◆ Problem to solve ◆
Rewrite the entries below, changing every occurrence of "rough mask" to "coarse mask" and keeping everything else the same.

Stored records
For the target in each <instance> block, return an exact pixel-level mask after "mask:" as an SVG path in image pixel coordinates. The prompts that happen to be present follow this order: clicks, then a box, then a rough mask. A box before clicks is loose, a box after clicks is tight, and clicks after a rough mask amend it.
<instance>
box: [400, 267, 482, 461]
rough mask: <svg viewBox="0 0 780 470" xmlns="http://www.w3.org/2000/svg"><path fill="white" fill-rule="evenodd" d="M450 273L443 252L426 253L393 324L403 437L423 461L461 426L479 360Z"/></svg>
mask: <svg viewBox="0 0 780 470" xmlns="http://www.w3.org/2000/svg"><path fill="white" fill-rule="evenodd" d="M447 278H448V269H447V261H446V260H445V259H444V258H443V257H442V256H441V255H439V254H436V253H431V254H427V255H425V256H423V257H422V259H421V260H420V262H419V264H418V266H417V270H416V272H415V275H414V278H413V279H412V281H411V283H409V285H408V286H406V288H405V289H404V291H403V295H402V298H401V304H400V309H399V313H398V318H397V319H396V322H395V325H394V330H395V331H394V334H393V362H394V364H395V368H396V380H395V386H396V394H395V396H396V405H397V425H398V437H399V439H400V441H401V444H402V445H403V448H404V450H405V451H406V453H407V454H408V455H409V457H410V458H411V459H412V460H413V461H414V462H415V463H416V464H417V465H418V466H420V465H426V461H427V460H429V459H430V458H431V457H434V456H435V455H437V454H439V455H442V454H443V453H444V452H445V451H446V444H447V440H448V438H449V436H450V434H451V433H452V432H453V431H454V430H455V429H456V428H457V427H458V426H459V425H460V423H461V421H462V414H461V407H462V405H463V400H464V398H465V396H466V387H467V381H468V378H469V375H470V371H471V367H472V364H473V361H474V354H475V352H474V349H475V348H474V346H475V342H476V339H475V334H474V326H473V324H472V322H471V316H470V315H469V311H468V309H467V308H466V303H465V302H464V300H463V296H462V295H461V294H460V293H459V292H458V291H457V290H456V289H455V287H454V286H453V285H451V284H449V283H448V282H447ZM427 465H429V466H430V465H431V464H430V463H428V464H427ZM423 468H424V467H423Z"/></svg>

◆ Task output ◆
For the target in each <instance> block, return an exact pixel-level mask after "mask:" as an SVG path in image pixel coordinates. The prompts that happen to be present follow this order: clicks, then a box, then a coarse mask. A box before clicks is loose, a box after clicks is tight, and clicks after a coarse mask amend it.
<instance>
box: [400, 267, 482, 461]
coarse mask: <svg viewBox="0 0 780 470" xmlns="http://www.w3.org/2000/svg"><path fill="white" fill-rule="evenodd" d="M450 273L443 252L426 253L393 324L403 437L423 461L461 426L479 360Z"/></svg>
mask: <svg viewBox="0 0 780 470" xmlns="http://www.w3.org/2000/svg"><path fill="white" fill-rule="evenodd" d="M447 278H448V269H447V261H446V260H445V259H444V258H443V257H442V256H441V255H439V254H436V253H431V254H427V255H425V256H423V257H422V259H421V260H420V262H419V264H418V266H417V270H416V272H415V275H414V278H413V279H412V281H411V283H409V285H408V286H406V288H405V289H404V291H403V295H402V298H401V304H400V309H399V313H398V318H397V319H396V322H395V325H394V330H395V331H394V334H393V362H394V364H395V368H396V380H395V386H396V394H395V396H396V405H397V425H398V437H399V439H400V441H401V444H402V445H403V448H404V450H405V451H406V453H407V454H408V455H409V457H410V458H411V459H412V460H413V461H414V462H415V463H416V464H417V465H418V466H420V465H426V461H427V460H429V459H430V458H431V457H434V456H435V455H437V454H439V455H442V454H443V453H444V452H445V451H446V444H447V440H448V438H449V436H450V434H451V433H452V432H453V431H454V430H455V429H456V428H457V427H458V426H459V425H460V423H461V421H462V414H461V407H462V405H463V400H464V398H465V396H466V387H467V381H468V378H469V375H470V371H471V367H472V364H473V361H474V354H475V352H474V349H475V348H474V346H475V342H476V339H475V334H474V326H473V324H472V322H471V316H470V315H469V311H468V309H467V308H466V303H465V302H464V300H463V296H462V295H461V294H460V293H459V292H458V291H457V290H456V289H455V287H454V286H453V285H451V284H449V283H448V282H447ZM427 465H429V466H430V465H431V464H430V463H428V464H427ZM423 468H424V467H423Z"/></svg>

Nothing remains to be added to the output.